Text block -
Content starts

However, it also means an increase in green marketing tactics that present misleading or false claims regarding environmental impact, socially responsible products, or sustainable practices. As a consequence, the world of responsible investments is becoming tainted by greenwashing, making it difficult for responsible investors to ethically invest.

But what is greenwashing? And how can you differentiate between genuine ethical investments and not-so-responsible “green claims”?

Landscape populated by factories and industry, with a green overlay

What is greenwashing?

Greenwashing by funds is the practice of making unsubstantiated or misleading claims about the sustainability or environmental benefits of their investment products. Unfortunately, just because a fund uses the term ethical, sustainable, green, or responsible in its description, or claims to be fossil fuel free, does not mean this is the case.

Examples of Greenwashing:

Many responsible investment funds use a screening process to avoid harmful companies, but these screens vary widely between funds and often have exposure limits. As an example of greenwashing, a fund might screen out fossil fuel companies but only if their revenue from fossil fuels exceeds 20%. They will claim to screen out fossil fuels, but a closer look shows some of these companies have made it into the portfolio. If you invested in this fund and strongly oppose the continued use of fossil fuels, you may unknowingly be supporting an issue that you feel strongly against.

A financial adviser can help you understand these funds, bypass the green advertising, and uncover how true-to-label they are, so you know your money is funding companies that align with your values.

How Can a Financial Adviser Help You Avoid Greenwashing Funds?

There are a few key things an adviser will look out for when researching funds to assess how socially responsible and environmentally conscious their offerings are.

Firstly, does the fund publicly disclose which companies they’re investing in?

Many funds will provide a list of their investment holdings, usually in arrears to protect their portfolio. If the fund only supplies the top ten holdings, it’s difficult to know how responsible it is. This is where working with a financial adviser is beneficial, as funds often provide a full copy to a financial adviser on request.

Secondly, is the fund’s voting history publicly available? And what are they supporting?

As (usually large) shareholders, fund managers can vote on resolutions for the companies they hold and significantly impact results. Are they voting for or against issues such as climate change or human rights? Again, funds are often willing to disclose their voting record to advisers.

Thirdly, how engaged is the fund with the companies it invests in? As well as voting, funds can meet with companies and use their influence to get boards to improve sustainability practices. An adviser can regularly speak with fund managers to really understand this engagement process.

Other things an adviser might look for to assess how ethical or responsible an investment portfolio is could include reliable third-party certification and corporate environmental performance over time.

Example of Genuinely Responsible Investment Funds

What are some examples of funds that actually walk to the talk when it comes to responsible investing?

BetaShares has an Australian exchange-traded fund (FAIR) that uses strong screening with a 0% tolerance on many harmful issues including fossil fuels, animal cruelty, and the destruction of valuable environments. They even exclude companies for payday lending or lack of gender diversity on the board.

As well as negative screens, FAIR incorporates positive screening as the fund preferences companies that are leaders in sustainability such as renewables, recycling, and water efficiency. However, their voting record is not publicly available.

Content ends

Data shown -
Content starts

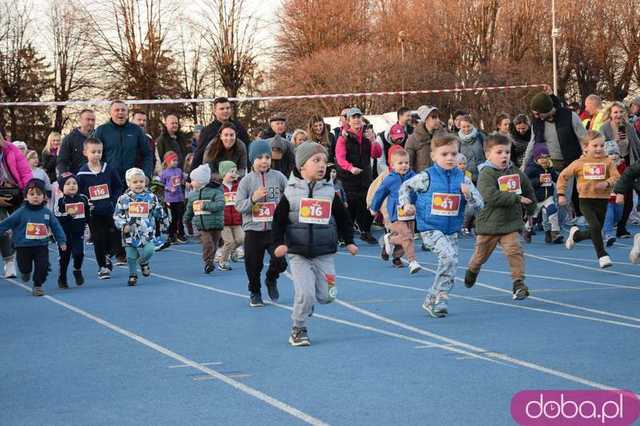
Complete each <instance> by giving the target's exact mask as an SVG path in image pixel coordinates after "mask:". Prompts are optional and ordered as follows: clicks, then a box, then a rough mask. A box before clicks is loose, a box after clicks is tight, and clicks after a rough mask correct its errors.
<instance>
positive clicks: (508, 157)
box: [486, 145, 511, 169]
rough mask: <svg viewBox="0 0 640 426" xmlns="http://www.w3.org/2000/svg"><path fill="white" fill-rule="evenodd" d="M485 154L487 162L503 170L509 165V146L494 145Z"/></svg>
mask: <svg viewBox="0 0 640 426" xmlns="http://www.w3.org/2000/svg"><path fill="white" fill-rule="evenodd" d="M486 154H487V160H489V161H491V162H492V163H493V164H495V165H496V166H498V167H499V168H501V169H505V168H506V167H507V165H508V164H509V157H510V155H511V145H494V146H492V147H491V149H489V152H487V153H486Z"/></svg>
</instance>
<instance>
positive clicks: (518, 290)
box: [513, 280, 529, 300]
mask: <svg viewBox="0 0 640 426" xmlns="http://www.w3.org/2000/svg"><path fill="white" fill-rule="evenodd" d="M528 296H529V288H528V287H527V286H526V285H524V281H522V280H515V281H514V282H513V300H524V299H526V298H527V297H528Z"/></svg>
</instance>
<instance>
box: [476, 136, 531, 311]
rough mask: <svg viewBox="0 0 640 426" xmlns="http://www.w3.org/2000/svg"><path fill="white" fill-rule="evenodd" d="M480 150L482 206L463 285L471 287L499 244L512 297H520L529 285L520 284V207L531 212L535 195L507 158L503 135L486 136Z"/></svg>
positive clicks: (508, 145) (509, 145)
mask: <svg viewBox="0 0 640 426" xmlns="http://www.w3.org/2000/svg"><path fill="white" fill-rule="evenodd" d="M484 150H485V155H486V157H487V161H485V162H484V163H482V164H481V165H480V167H478V168H479V170H480V172H479V175H478V191H480V194H481V195H482V199H483V200H484V208H483V209H482V210H480V212H479V213H478V216H477V218H476V247H475V251H474V253H473V256H472V257H471V260H469V266H468V267H467V272H466V274H465V276H464V285H465V286H466V287H467V288H471V287H473V285H474V284H475V283H476V280H477V279H478V274H479V273H480V268H481V267H482V265H484V264H485V263H486V261H487V260H489V257H491V254H492V253H493V251H494V250H495V249H496V246H497V245H498V244H500V246H502V251H503V252H504V254H505V256H507V261H508V262H509V269H510V270H511V277H512V279H513V299H514V300H523V299H526V298H527V297H528V296H529V288H528V287H527V286H526V285H525V283H524V254H523V252H522V248H521V247H520V240H519V238H520V236H519V233H520V232H521V231H522V229H523V225H524V223H523V221H522V217H523V211H522V209H523V207H522V206H524V208H525V210H526V212H527V214H529V215H532V214H533V213H535V209H536V204H535V203H536V196H535V193H534V191H533V187H532V186H531V182H529V179H527V177H526V176H525V174H524V173H522V172H521V171H520V170H519V169H518V168H517V167H516V166H515V165H514V164H513V163H512V162H511V161H510V160H509V158H510V155H511V141H510V140H509V139H508V138H507V137H506V136H503V135H501V134H498V133H494V134H492V135H490V136H489V137H487V140H486V141H485V145H484Z"/></svg>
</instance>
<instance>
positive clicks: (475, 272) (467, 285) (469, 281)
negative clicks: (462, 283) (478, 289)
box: [464, 269, 478, 288]
mask: <svg viewBox="0 0 640 426" xmlns="http://www.w3.org/2000/svg"><path fill="white" fill-rule="evenodd" d="M477 279H478V272H473V271H472V270H471V269H467V272H465V273H464V286H465V287H467V288H471V287H473V286H474V284H475V283H476V280H477Z"/></svg>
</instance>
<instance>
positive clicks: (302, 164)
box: [296, 142, 329, 170]
mask: <svg viewBox="0 0 640 426" xmlns="http://www.w3.org/2000/svg"><path fill="white" fill-rule="evenodd" d="M316 154H324V155H325V157H328V156H329V154H328V153H327V149H326V148H325V147H324V146H322V145H320V144H319V143H317V142H303V143H301V144H300V145H298V146H297V147H296V167H297V168H298V170H300V169H301V168H302V166H304V163H306V162H307V160H308V159H309V158H311V157H313V156H314V155H316Z"/></svg>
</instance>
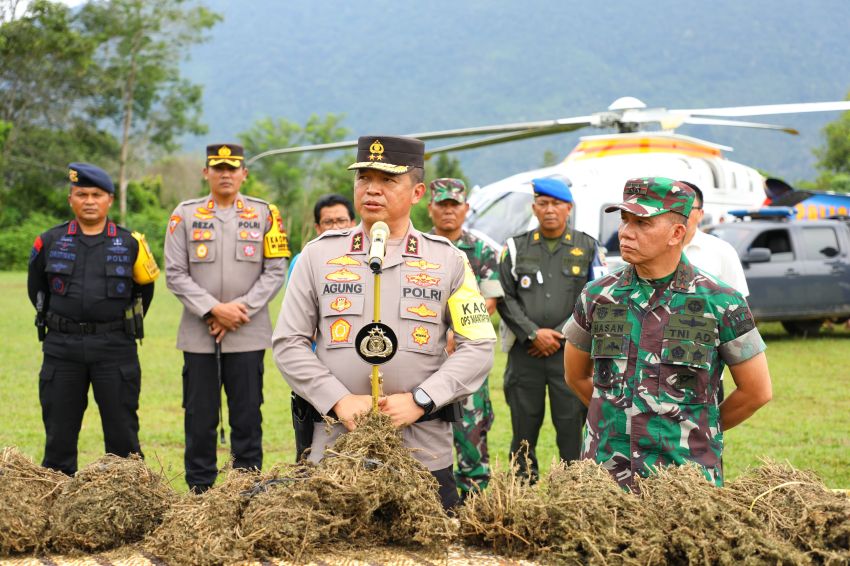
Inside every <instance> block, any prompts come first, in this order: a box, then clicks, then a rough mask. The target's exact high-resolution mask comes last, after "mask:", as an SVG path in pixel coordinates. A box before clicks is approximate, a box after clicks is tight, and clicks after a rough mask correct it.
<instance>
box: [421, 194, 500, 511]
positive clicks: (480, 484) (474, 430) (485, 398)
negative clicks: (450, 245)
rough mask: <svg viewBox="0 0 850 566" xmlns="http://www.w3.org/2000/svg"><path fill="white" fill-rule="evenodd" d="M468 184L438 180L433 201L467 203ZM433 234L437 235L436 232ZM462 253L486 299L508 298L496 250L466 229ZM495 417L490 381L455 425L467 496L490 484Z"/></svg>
mask: <svg viewBox="0 0 850 566" xmlns="http://www.w3.org/2000/svg"><path fill="white" fill-rule="evenodd" d="M465 189H466V187H465V185H464V184H463V182H462V181H460V180H459V179H436V180H435V181H433V182H432V183H431V195H432V196H431V200H432V202H440V201H442V200H446V199H451V200H456V201H458V202H461V203H463V202H465V198H466V195H465ZM431 233H434V231H433V230H432V231H431ZM453 244H454V245H455V247H457V248H458V249H460V250H462V251H463V252H464V253H465V254H466V257H467V259H469V265H470V267H471V268H472V273H474V274H475V279H476V281H477V282H478V286H479V288H480V289H481V295H482V296H483V297H484V298H485V299H491V298H499V297H501V296H503V295H504V293H503V292H502V286H501V285H500V284H499V264H498V260H497V255H496V250H494V249H493V248H492V247H491V246H489V245H487V244H486V243H485V242H484V241H483V240H481V239H480V238H477V237H475V236H474V235H473V234H471V233H469V232H467V231H466V230H463V231H462V232H461V236H460V238H458V239H457V241H455V242H453ZM494 418H495V415H494V413H493V404H492V403H491V402H490V388H489V384H488V380H487V379H485V380H484V384H483V385H482V386H481V387H480V388H479V389H478V390H477V391H476V392H475V393H473V394H472V395H470V396H469V397H467V398H466V401H465V402H464V405H463V420H462V421H460V422H456V423H453V424H452V427H453V432H454V444H455V452H456V453H457V469H456V470H455V481H456V482H457V486H458V488H459V489H460V491H461V494H462V495H463V496H464V497H465V496H466V494H467V493H469V491H471V490H473V489H475V488H476V486H477V487H478V488H479V489H484V488H486V487H487V483H488V482H489V481H490V455H489V452H488V450H487V432H488V431H489V430H490V428H491V427H492V426H493V420H494Z"/></svg>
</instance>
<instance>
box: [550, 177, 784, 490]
mask: <svg viewBox="0 0 850 566" xmlns="http://www.w3.org/2000/svg"><path fill="white" fill-rule="evenodd" d="M693 202H694V191H693V190H692V189H691V188H690V187H689V186H688V185H687V184H685V183H682V182H679V181H674V180H672V179H666V178H663V177H645V178H640V179H631V180H629V181H628V182H627V183H626V185H625V188H624V190H623V202H622V203H620V204H618V205H615V206H612V207H609V208H607V209H606V212H619V213H620V218H621V220H620V228H619V238H620V252H621V253H622V256H623V259H624V260H625V261H627V262H628V265H626V266H625V267H623V268H621V269H619V270H617V271H615V272H613V273H611V274H610V275H608V276H606V277H602V278H600V279H598V280H596V281H593V282H591V283H589V284H588V285H587V286H586V287H585V288H584V290H583V291H582V293H581V297H580V298H579V301H578V302H577V303H576V306H575V312H574V313H573V316H572V318H571V319H570V320H569V322H568V323H567V325H566V327H565V329H564V334H565V335H566V337H567V340H569V343H568V344H567V348H566V353H565V365H566V379H567V382H568V383H569V385H570V387H572V388H573V389H574V390H575V391H576V393H577V394H578V396H579V397H580V398H581V399H582V401H583V402H584V403H585V404H588V405H589V411H588V415H587V430H586V432H585V440H584V448H583V451H582V457H584V458H590V459H593V460H595V461H596V462H598V463H600V464H602V465H603V466H604V467H605V468H606V469H607V470H608V471H609V472H610V473H611V475H612V476H613V477H614V479H616V480H617V482H618V483H619V484H620V485H621V486H623V487H629V486H631V485H632V484H633V482H634V479H635V476H636V475H641V476H646V475H648V474H649V473H651V472H652V470H653V469H655V468H656V467H659V466H669V465H681V464H684V463H686V462H695V463H697V464H699V465H700V466H702V468H703V469H704V471H705V475H706V477H707V478H709V479H710V480H711V481H713V482H714V483H716V484H717V485H722V484H723V470H722V466H721V456H722V452H723V432H724V431H726V430H728V429H730V428H732V427H733V426H736V425H737V424H739V423H741V422H742V421H744V420H745V419H747V418H749V417H750V416H751V415H752V414H753V413H754V412H755V411H756V410H757V409H758V408H759V407H761V406H762V405H764V404H765V403H767V402H768V401H769V400H770V398H771V395H772V391H771V384H770V374H769V372H768V368H767V358H766V357H765V355H764V352H763V351H764V349H765V345H764V342H763V341H762V339H761V336H760V335H759V331H758V329H757V328H756V326H755V323H754V322H753V315H752V313H750V309H749V307H748V306H747V302H746V300H745V299H744V297H743V296H741V294H740V293H739V292H738V291H736V290H735V289H733V288H731V287H729V286H728V285H727V284H726V283H723V282H721V281H719V280H718V279H715V278H714V277H712V276H710V275H707V274H704V273H703V272H702V271H701V270H700V269H698V268H696V267H694V266H693V265H691V263H690V261H689V260H688V259H687V256H686V255H685V254H684V253H682V247H683V240H684V238H685V234H686V232H687V219H688V215H689V214H690V212H691V207H692V206H693ZM725 364H728V365H729V370H730V372H731V373H732V378H733V379H734V381H735V385H736V386H737V388H736V389H735V391H733V392H732V394H731V395H729V396H728V397H727V398H726V400H725V401H723V402H722V403H719V401H718V392H719V390H720V376H721V375H722V374H723V367H724V365H725Z"/></svg>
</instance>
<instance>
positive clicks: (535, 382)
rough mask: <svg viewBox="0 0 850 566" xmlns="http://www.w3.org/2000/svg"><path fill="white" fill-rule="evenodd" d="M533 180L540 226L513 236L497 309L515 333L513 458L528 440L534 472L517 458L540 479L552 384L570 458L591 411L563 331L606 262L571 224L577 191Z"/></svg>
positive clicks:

Content ends

Exercises to complete -
[a] Reproduce everything in the greenwashing passage from "Other things an" down to "on the board.".
[b] In the greenwashing passage, which words can a fund use in its description without that guaranteeing the claim is true?
[c] Summarize the greenwashing passage in three sentences.

Answers below -
[a]
Other things an adviser might look for to assess how ethical or responsible an investment portfolio is could include reliable third-party certification and corporate environmental performance over time.

Example of Genuinely Responsible Investment Funds

What are some examples of funds that actually walk to the talk when it comes to responsible investing?

BetaShares has an Australian exchange-traded fund (FAIR) that uses strong screening with a 0% tolerance on many harmful issues including fossil fuels, animal cruelty, and the destruction of valuable environments. They even exclude companies for payday lending or lack of gender diversity on the board.

[b] ethical, sustainable, green, responsible

[c] Greenwashing by funds is the practice of making unsubstantiated or misleading claims about the sustainability or environmental benefits of their investment products, such as claiming to screen out fossil fuels while still holding some fossil fuel companies. A financial adviser can help investors see past this by checking whether a fund discloses its holdings and voting history and how engaged it is with the companies it invests in. BetaShares' FAIR fund is given as an example of a genuinely responsible fund because it uses strong screening with a 0% tolerance on many harmful issues, though its voting record is not publicly available.